(Article):
★ ★ ★

These groups often present themselves as quasi-state actors. While lacking formal sovereignty, they claim independence and legitimacy through governance functions—providing healthcare and education, displaying flags, holding ceremonies, delivering official speeches, and even initiating development projects.
Crucially, EAOs pursue their own ethnic liberation struggles, independent of both the NUG and the military regime. Some, such as the Three Brotherhood Alliance, initially refrained from aligning with the NUG but later joined. In contrast, the K3C coalition—the Kachin Independence Organization, the Karen National Union, and the Karenni National Progressive Party—worked closely with the NUG, training units of the People’s Defence Force (PDF)—the armed wing of the NUG composed of Myanmar civilians resisting the junta. EAOs like the Karen National Union and Restoration Council of Shan State that signed the Nationwide Ceasefire Agreement in 2015—a ceasefire agreed between the Government of Myanmar and EAOs’ representatives—withdrew and resumed hostilities after the coup. This underscores their autonomy and reminds observers that Myanmar’s struggle extends far beyond the Bamar-led pro-democracy movement.
In 2023, the Three Brotherhood Alliance—the Ta’ang National Liberation Army, the Myanmar National Democratic Alliance Army, and the Arakan Army—launched Operation 1027, one of the most significant offensives since the coup. The Myanmar National Democratic Alliance Army captured key areas in northern Shan State, while the Arakan Army seized much of Rakhine State. Meanwhile, the Karen National Union took control of the border town of Myawaddy, and PDF units advanced as far as Mandalay in September 2024. By then, independent analysts estimated that the junta controlled only 15–21% of Myanmar’s territory, with EAOs and the PDF holding around 45%.
Traditionally semi-autonomous regions have become effectively ungovernable from the perspective of central authority. Lawlessness has grown, marked by the proliferation of Chinese-run scam centers in borderlands and a surge in narcotics production in the Golden Triangle, a mountainous region where Myanmar, Laos, and Thailand meet. This renewed political assertiveness of EAOs reflects longstanding historical patterns of ethnic resistance and state weakness, which predates the current crisis but has been magnified by the collapse of junta control.
The CIA’s covert war
Modern Myanmar’s political fragmentation can be traced back to the failure of the 1947 Panglong Agreement, which promised autonomy to ethnic minorities but excluded key groups. The resulting discontent was a central factor in General Ne Win’s 1962 coup, which entrenched military rule as the supposed solution to Myanmar’s ethnic unrest. Ethnic conflicts were further exacerbated by external interventions during the Cold War. A key episode was the CIA’s covert arming and financing of Kuomintang forces operating in Myanmar’s borderlands between 1950 and 1961. These CIA operations in Myanmar were among its most secretive.
After the Communist victory in China in 1949, while the main Nationalist government fled to Taiwan, Kuomintang remnants retreated into northern Myanmar. They persuaded Washington that all of Southeast Asia would fall to communism unless the Chinese communist leader, Mao Zedong, was directly challenged. In response, the CIA supplied them with food, weapons, and ammunition, hoping they could launch raids back into China and eventually topple the new regime.

★ ★ ★

(Given data):
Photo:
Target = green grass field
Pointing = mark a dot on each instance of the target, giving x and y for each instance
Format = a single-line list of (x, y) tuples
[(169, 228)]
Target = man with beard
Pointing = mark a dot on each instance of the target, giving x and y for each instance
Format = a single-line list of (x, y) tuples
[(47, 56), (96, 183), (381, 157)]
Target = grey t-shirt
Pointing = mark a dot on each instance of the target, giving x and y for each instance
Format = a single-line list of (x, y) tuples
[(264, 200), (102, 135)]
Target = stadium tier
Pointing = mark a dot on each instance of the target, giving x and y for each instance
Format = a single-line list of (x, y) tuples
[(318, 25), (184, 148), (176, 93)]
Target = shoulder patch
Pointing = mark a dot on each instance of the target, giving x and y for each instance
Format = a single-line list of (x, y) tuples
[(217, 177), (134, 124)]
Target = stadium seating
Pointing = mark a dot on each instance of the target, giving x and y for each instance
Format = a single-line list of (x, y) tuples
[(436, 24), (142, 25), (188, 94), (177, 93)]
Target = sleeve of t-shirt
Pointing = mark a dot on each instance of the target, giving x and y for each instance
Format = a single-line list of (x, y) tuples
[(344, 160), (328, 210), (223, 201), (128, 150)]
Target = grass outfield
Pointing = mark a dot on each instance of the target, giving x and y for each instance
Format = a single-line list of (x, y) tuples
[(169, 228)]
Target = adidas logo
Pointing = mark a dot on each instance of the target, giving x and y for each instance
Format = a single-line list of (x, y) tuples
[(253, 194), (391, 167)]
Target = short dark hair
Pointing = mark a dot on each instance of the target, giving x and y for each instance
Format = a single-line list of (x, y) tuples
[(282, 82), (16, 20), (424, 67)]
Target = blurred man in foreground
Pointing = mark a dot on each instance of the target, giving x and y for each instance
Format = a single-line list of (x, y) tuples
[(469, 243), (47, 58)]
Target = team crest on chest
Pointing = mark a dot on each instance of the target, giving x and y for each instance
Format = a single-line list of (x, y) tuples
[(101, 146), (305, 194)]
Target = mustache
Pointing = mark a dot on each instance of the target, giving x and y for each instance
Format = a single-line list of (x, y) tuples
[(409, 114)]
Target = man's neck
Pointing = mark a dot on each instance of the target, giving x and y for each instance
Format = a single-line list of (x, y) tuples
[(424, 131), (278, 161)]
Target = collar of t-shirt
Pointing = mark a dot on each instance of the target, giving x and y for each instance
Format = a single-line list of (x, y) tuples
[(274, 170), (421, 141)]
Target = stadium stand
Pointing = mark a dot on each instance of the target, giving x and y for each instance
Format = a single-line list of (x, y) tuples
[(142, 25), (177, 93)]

★ ★ ★

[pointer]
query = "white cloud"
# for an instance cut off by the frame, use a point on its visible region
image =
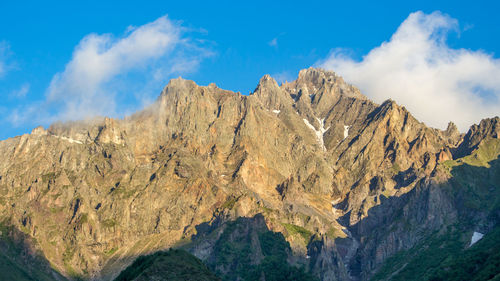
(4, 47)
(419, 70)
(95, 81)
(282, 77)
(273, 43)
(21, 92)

★ ★ ★

(Given problem): Reproduce the passage of the Myanmar article between "After the Communist" and "the new regime.", inclusive. The data comes from a different source than the text.

(Exercise response):
After the Communist victory in China in 1949, while the main Nationalist government fled to Taiwan, Kuomintang remnants retreated into northern Myanmar. They persuaded Washington that all of Southeast Asia would fall to communism unless the Chinese communist leader, Mao Zedong, was directly challenged. In response, the CIA supplied them with food, weapons, and ammunition, hoping they could launch raids back into China and eventually topple the new regime.